#### Task directions
Scan the records that follow, and whenever a line has the word "pixel", copy it.

(Saved data entries)
□ □ □

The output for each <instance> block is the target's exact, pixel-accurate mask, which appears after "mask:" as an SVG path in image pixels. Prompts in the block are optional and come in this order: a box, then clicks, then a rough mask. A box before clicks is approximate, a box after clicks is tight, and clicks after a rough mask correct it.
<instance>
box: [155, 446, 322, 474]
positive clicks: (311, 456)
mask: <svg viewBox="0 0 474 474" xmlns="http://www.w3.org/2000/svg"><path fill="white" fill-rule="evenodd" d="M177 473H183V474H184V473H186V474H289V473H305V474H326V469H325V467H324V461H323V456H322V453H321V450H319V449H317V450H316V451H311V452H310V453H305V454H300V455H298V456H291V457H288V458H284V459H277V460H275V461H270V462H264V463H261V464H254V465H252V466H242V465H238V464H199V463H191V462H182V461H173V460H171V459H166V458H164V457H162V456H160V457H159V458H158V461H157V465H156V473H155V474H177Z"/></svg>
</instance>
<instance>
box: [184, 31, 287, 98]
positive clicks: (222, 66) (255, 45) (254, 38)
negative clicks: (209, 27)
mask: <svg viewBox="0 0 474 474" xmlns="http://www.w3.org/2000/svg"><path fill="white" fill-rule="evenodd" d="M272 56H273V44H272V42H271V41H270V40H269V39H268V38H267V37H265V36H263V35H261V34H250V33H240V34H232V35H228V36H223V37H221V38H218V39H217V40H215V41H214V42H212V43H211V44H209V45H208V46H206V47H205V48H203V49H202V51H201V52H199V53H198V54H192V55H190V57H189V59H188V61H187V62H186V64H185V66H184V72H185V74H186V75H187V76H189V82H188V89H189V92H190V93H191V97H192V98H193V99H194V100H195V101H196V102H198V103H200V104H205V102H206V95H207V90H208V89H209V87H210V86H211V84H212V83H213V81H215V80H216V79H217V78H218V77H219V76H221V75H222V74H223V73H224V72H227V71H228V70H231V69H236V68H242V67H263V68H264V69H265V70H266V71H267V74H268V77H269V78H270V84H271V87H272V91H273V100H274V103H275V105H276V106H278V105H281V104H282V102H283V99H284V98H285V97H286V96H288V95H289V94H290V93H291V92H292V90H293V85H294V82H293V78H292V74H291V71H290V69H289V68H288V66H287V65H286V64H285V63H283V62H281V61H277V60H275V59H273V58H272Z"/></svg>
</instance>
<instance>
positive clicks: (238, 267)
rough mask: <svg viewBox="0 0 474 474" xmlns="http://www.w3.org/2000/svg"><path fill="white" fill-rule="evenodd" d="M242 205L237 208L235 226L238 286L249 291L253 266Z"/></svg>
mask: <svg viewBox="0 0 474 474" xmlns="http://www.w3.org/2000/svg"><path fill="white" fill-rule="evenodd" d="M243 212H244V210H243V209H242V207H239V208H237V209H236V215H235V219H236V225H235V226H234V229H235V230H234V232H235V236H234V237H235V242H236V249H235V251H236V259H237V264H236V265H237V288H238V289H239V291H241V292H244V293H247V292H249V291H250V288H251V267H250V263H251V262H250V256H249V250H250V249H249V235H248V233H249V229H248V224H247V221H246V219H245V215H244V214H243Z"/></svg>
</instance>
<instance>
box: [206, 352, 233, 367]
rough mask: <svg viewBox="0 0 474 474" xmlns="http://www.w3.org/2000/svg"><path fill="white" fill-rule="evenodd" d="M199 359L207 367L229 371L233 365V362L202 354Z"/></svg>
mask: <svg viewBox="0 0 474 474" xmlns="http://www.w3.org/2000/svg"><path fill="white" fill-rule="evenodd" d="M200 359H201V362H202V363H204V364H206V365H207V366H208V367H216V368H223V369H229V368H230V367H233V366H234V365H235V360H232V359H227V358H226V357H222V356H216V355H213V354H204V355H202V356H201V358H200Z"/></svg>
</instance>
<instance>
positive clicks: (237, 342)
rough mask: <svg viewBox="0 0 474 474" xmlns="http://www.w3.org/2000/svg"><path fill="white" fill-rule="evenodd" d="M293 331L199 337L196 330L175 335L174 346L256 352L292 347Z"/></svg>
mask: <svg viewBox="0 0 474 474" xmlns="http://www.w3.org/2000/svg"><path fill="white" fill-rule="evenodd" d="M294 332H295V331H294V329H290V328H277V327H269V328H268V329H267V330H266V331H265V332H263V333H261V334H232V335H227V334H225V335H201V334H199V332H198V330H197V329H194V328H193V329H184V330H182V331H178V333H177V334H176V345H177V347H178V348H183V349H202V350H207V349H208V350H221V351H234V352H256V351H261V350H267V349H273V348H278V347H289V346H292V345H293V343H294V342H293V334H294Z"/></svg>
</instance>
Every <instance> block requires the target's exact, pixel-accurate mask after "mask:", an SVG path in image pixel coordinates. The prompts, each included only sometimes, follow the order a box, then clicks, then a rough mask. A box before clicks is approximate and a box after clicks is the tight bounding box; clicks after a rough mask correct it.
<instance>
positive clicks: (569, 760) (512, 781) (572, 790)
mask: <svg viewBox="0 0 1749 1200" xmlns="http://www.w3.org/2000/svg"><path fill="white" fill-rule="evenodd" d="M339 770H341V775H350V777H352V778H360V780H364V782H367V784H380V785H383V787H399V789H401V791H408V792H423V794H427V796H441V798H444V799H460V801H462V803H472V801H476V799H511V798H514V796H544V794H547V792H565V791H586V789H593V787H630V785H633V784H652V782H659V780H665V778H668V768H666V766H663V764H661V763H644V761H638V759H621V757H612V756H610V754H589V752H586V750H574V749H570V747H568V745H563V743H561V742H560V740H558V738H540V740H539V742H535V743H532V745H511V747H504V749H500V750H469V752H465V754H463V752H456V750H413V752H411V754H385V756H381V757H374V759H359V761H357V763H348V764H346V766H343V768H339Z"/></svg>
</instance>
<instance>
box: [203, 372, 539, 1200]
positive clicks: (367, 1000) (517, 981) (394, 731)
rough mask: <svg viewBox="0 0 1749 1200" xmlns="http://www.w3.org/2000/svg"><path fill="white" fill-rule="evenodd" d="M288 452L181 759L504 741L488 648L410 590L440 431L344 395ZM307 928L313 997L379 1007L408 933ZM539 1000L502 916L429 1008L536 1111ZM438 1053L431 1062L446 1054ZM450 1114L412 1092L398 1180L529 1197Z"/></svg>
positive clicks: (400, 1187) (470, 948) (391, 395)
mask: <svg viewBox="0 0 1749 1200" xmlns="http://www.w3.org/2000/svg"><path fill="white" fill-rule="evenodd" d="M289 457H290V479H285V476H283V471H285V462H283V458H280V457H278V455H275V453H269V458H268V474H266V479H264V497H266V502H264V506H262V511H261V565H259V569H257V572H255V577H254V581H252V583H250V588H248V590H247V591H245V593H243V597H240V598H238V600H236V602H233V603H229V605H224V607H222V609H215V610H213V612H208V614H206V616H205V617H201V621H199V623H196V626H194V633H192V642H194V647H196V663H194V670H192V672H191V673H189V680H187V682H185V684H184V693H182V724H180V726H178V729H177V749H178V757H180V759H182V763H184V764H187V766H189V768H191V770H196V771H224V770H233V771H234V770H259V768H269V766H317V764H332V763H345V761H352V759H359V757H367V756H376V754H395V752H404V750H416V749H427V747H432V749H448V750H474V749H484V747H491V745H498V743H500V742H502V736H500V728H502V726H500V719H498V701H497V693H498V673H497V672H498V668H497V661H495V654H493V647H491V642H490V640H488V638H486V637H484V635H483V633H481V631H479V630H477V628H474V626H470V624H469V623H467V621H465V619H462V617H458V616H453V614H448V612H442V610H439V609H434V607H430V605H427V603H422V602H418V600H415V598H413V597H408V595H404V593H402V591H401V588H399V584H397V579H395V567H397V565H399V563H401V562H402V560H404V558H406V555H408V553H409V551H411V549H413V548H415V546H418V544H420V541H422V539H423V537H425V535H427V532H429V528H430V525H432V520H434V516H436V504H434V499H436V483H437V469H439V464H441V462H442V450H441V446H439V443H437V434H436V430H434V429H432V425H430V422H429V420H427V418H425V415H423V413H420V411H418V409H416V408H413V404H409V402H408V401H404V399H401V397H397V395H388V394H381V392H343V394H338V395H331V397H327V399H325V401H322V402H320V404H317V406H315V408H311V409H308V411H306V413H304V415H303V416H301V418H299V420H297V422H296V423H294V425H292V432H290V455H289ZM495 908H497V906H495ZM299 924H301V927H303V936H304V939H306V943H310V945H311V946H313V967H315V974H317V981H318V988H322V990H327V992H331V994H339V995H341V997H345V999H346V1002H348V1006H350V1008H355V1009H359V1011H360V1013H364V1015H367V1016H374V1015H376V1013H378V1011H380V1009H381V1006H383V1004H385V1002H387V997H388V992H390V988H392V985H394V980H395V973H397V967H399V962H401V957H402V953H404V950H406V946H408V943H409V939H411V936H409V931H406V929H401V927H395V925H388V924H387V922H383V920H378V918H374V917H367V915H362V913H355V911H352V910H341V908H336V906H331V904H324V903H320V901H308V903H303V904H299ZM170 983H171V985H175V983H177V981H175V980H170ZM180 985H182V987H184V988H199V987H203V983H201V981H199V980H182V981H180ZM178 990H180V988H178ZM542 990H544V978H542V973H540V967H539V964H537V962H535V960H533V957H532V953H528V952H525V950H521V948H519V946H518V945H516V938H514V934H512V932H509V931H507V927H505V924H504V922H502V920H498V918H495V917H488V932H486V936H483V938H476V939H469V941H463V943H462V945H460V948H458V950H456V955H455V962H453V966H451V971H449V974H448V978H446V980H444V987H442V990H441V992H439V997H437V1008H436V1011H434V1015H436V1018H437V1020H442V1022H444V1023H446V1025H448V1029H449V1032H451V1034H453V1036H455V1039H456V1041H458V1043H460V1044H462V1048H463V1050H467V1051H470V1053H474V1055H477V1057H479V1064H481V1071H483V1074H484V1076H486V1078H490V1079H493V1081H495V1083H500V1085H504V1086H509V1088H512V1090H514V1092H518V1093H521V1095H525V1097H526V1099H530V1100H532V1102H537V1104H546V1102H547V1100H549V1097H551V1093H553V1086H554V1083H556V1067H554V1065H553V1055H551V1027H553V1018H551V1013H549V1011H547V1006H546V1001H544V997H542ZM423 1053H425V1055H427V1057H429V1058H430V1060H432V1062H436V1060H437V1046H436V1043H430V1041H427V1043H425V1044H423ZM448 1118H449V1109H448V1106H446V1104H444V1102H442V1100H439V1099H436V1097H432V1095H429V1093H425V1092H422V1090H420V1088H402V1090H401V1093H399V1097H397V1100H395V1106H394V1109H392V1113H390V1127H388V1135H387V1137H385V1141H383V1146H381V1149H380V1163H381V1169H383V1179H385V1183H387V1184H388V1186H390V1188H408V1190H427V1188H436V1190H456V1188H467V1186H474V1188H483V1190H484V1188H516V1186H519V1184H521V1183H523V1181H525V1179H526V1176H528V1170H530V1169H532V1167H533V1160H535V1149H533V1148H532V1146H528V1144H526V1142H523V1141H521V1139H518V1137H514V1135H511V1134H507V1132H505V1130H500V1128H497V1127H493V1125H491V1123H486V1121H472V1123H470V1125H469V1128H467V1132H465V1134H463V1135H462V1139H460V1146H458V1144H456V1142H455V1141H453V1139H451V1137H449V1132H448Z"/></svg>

□ □ □

#### Solution to this exercise
The output for each <instance> block is the target's exact, pixel-accurate mask, which appears after "mask:" as an SVG path in image pixels. Prompts in the block are optional and come in this order: a box, then clicks, then a rough mask. A box before clicks is approximate, a box after clicks is tight, and clicks after a rough mask correct it.
Every <instance> block requires the target's exact, pixel-accurate mask after "mask:", an SVG path in image pixel coordinates. The prompts, each included only sometimes, follow the order a box, then clicks, then a rough mask. A box before clicks is approximate and a box after clicks is the tight bounding box; clicks after a rough mask correct it.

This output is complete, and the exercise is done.